## TESTO SELEZIONATO

<<<<

Vediamo dunque più nel dettaglio i dati sul nostro utilizzo dei chatbot, le loro potenzialità e i rischi associati.

Quanto utilizziamo Chatgpt come un “amico psicologo”: i dati

Secondo il report di Sensor Tower, nell’ultimo anno le richieste fatte ai chatbot riguardo a temi di lifestyle (tra cui salute, alimentazione o consigli sulle relazioni sociali) sono aumentate di 12,6 punti percentuali rispetto al 2024, passando dal 22% a 34,6% delle richieste totali. Inoltre, 9 su 10 degli argomenti più ricercati rientrano nella categoria “lifestyle & entertainment”, con aumenti evidenti per benessere (+1,9% rispetto al 2024), politica (+1,7%) e relazioni (+0,6%). L’AI è diventata una sorta di “amico digitale” cui chiedere consigli su qualsiasi cosa, dalle diete ai problemi di coppia.

>>>>

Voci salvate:
<<<<

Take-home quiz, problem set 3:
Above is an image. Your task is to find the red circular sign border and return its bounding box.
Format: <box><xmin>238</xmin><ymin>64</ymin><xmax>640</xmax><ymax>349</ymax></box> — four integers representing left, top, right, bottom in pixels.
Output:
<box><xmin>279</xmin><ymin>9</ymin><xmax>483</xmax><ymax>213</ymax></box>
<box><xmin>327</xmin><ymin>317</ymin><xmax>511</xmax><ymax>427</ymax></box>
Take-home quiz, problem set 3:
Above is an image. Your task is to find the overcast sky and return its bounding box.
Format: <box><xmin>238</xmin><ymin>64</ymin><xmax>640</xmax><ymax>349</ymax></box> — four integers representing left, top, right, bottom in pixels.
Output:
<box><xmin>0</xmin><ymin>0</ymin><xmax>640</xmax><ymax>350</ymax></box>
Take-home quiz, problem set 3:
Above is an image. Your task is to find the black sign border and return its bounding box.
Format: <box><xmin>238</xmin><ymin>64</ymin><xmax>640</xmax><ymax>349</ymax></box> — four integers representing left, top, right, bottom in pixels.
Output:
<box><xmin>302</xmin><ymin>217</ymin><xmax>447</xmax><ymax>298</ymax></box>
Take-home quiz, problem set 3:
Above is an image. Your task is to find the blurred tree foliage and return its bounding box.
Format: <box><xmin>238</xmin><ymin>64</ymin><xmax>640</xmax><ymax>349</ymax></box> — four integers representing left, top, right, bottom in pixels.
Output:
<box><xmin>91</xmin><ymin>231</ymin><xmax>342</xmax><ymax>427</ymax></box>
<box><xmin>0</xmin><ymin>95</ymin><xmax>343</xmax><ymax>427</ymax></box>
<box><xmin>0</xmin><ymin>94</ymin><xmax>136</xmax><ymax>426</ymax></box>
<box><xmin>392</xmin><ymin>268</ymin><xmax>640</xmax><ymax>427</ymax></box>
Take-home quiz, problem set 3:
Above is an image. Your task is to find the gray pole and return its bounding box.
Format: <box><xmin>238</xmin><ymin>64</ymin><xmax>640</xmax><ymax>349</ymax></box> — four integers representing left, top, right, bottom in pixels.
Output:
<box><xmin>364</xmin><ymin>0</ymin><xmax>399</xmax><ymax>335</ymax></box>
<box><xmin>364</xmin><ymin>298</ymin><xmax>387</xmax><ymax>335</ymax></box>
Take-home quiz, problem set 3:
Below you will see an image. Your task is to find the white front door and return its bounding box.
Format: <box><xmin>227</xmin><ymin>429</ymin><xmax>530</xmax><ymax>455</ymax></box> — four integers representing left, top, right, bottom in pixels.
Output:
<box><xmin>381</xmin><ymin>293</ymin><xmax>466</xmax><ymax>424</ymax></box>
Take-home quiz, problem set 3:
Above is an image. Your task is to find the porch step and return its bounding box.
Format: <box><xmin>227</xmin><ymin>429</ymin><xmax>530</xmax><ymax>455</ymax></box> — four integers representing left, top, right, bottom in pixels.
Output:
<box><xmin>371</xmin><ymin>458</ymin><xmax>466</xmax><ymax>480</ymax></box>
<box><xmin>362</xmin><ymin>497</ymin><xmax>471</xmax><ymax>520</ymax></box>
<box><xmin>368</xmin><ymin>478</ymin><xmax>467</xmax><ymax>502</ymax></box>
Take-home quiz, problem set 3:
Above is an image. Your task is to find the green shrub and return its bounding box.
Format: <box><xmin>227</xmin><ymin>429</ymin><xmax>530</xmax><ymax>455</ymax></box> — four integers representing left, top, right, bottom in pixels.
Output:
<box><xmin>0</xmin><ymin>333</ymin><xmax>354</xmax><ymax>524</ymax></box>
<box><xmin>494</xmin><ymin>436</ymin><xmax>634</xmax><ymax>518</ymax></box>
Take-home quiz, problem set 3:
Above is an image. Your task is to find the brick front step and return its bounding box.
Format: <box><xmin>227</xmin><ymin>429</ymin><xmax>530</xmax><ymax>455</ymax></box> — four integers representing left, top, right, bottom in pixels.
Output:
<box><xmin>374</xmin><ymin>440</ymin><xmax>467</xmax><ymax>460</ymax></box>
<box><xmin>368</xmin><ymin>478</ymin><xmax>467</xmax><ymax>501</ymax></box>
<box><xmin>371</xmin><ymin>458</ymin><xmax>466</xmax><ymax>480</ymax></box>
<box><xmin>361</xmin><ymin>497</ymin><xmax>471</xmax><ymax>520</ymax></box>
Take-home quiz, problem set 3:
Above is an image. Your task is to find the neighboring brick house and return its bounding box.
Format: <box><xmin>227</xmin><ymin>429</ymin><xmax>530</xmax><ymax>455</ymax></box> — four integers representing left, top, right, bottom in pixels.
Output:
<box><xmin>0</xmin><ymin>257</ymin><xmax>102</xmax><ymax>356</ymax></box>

>>>>

Prosegui il brano sull'uso dei chatbot come "amico psicologo", ripartendo subito dopo la sua ultima frase. Le voci sono materiale a sé, distinto dal brano sull'uso dei chatbot come "amico psicologo".

## RISULTATO
Questa tendenza è accentuata dalla carenza globale di professionisti della salute mentale, che lascia milioni di persone senza un adeguato supporto. In risposta, sono nate migliaia di app terapeutiche basate su AI, accessibili e spesso gratuite.

L’AI come supporto psicologico immediato

Quando l’accesso a uno psicologo è difficile o impossibile, i chatbot terapeutici possono offrire un valido aiuto. Uno studio condotto nel 2025 dall’Università di Kiev ha valutato l’efficacia di Friend, un chatbot progettato per fornire supporto psicologico in contesti di crisi. La ricerca ha coinvolto 104 donne ucraine che vivono in zone di guerra e soffrono di disturbi d’ansia. I risultati hanno confrontato due approcci: la terapia tradizionale (tre sessioni a settimana) e l’uso quotidiano del chatbot. Entrambi gli interventi hanno portato a un calo significativo dell’ansia: tra il 45-50% nel gruppo seguito da psicologi e tra il 30-35% in quello assistito dal chatbot.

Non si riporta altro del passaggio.